> [What you need to do]:
Count the lines in the rows below that contain the word "hazy". Reply with that number alone.
==== Data to process
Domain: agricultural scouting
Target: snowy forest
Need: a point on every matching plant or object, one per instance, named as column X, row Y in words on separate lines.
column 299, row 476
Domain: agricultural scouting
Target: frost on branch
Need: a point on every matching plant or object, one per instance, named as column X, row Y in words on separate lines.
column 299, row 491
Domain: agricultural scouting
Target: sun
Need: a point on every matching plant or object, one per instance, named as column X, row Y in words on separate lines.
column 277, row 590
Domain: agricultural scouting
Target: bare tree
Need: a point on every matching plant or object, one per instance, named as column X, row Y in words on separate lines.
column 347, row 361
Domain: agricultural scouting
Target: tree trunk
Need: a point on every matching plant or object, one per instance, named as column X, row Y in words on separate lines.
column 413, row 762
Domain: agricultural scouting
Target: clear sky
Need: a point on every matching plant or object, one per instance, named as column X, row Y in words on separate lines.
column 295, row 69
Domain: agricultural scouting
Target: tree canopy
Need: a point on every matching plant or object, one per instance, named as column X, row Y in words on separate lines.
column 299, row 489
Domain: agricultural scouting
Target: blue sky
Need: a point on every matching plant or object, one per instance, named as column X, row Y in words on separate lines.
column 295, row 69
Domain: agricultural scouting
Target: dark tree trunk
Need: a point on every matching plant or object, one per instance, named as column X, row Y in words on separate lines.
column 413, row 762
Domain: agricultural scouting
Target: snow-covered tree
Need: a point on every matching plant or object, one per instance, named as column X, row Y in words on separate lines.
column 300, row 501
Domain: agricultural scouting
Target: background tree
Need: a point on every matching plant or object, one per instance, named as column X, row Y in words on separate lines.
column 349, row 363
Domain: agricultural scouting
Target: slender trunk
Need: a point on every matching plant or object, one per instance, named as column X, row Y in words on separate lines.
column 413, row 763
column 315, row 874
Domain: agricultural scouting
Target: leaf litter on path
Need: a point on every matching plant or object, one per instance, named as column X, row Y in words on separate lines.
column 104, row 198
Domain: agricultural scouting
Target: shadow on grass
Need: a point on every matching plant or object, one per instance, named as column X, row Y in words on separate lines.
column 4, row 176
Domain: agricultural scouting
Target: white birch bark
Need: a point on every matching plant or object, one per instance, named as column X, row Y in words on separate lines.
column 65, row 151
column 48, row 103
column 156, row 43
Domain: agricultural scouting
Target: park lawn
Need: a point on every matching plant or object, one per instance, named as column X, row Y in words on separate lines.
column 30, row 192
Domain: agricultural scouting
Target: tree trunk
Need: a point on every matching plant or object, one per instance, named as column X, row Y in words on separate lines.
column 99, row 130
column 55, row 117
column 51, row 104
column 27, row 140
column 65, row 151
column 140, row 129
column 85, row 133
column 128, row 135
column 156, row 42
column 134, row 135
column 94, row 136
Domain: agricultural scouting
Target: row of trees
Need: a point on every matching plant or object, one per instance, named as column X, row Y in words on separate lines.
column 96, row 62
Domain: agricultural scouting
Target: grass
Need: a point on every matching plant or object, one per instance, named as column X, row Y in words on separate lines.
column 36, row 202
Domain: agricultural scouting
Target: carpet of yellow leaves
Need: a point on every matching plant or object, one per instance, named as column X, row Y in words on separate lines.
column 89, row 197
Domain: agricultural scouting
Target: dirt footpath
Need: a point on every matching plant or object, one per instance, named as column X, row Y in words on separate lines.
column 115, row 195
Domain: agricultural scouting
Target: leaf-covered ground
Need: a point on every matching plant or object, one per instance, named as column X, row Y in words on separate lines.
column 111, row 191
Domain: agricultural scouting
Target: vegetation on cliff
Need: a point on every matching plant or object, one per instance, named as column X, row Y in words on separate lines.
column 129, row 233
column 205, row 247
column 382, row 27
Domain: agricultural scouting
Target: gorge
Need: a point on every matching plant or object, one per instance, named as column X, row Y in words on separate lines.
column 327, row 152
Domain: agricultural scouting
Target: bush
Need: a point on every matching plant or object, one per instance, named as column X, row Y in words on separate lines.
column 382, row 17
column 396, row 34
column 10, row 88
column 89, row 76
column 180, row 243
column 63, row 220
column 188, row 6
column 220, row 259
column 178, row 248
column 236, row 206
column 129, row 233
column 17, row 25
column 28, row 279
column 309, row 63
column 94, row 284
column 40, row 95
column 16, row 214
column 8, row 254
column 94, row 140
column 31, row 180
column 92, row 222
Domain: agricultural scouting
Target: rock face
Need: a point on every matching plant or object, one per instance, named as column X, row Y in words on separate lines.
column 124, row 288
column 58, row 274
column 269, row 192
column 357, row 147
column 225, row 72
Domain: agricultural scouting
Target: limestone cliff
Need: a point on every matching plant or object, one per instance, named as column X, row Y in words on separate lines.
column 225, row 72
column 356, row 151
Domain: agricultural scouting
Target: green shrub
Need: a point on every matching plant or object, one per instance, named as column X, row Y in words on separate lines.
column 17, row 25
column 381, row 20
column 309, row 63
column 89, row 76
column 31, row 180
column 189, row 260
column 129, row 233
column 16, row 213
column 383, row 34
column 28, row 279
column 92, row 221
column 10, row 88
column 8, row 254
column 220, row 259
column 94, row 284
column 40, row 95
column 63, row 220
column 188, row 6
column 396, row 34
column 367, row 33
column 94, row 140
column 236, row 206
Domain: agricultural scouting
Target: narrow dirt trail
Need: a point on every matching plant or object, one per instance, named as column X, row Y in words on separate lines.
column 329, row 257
========
==== Data to process
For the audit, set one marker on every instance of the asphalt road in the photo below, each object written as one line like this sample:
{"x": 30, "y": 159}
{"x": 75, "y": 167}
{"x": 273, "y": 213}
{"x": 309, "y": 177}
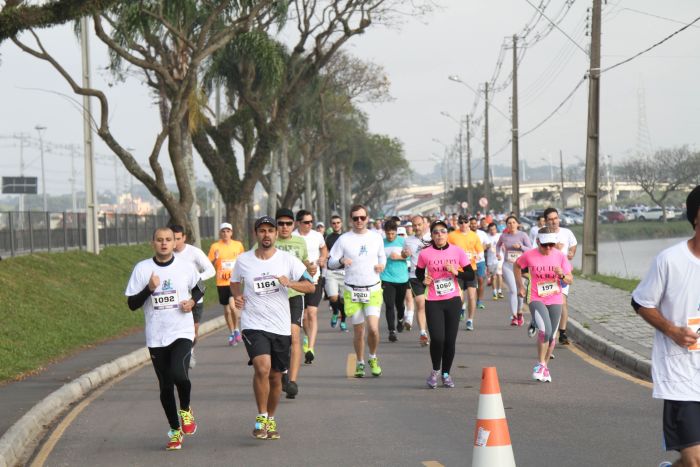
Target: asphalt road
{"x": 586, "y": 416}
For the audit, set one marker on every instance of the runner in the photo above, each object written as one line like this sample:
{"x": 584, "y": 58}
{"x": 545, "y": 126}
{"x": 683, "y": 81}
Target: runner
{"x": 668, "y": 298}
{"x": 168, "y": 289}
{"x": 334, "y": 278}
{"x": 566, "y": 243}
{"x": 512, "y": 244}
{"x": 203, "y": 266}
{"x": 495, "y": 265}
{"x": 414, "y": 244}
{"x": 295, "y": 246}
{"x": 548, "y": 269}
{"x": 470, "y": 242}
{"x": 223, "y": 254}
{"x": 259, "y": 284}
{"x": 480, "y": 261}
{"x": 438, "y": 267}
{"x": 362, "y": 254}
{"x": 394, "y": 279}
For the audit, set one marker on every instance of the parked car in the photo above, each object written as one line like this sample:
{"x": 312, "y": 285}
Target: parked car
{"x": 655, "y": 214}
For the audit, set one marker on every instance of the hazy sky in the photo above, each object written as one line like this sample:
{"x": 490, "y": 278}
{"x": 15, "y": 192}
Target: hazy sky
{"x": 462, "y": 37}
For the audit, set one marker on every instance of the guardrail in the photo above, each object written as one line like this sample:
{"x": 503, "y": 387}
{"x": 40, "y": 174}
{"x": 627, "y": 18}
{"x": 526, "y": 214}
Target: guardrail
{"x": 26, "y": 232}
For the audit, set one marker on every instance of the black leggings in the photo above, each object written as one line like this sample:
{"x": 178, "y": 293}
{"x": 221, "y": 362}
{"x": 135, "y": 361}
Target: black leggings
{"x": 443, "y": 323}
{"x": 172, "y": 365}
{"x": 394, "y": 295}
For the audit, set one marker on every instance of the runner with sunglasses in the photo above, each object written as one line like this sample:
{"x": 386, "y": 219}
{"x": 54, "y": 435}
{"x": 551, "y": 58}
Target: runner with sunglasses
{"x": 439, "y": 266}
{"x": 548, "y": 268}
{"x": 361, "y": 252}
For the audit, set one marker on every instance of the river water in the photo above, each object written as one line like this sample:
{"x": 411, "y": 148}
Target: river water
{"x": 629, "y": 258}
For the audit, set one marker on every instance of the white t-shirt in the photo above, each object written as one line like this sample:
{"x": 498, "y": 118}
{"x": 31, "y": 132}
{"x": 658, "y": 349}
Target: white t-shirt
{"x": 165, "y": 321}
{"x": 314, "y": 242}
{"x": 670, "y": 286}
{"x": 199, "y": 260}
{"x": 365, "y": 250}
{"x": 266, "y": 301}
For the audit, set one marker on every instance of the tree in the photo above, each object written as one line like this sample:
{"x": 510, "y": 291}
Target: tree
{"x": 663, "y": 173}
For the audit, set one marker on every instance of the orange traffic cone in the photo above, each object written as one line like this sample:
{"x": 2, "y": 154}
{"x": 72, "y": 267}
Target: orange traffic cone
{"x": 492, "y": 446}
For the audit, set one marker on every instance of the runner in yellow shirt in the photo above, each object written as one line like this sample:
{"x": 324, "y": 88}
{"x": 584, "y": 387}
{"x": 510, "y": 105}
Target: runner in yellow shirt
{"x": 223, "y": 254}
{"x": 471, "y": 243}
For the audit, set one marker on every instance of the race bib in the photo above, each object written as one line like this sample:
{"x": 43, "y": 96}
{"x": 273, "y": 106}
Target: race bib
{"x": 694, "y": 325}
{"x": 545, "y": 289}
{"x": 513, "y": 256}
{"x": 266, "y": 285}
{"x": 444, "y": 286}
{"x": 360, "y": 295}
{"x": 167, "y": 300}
========
> [The reply]:
2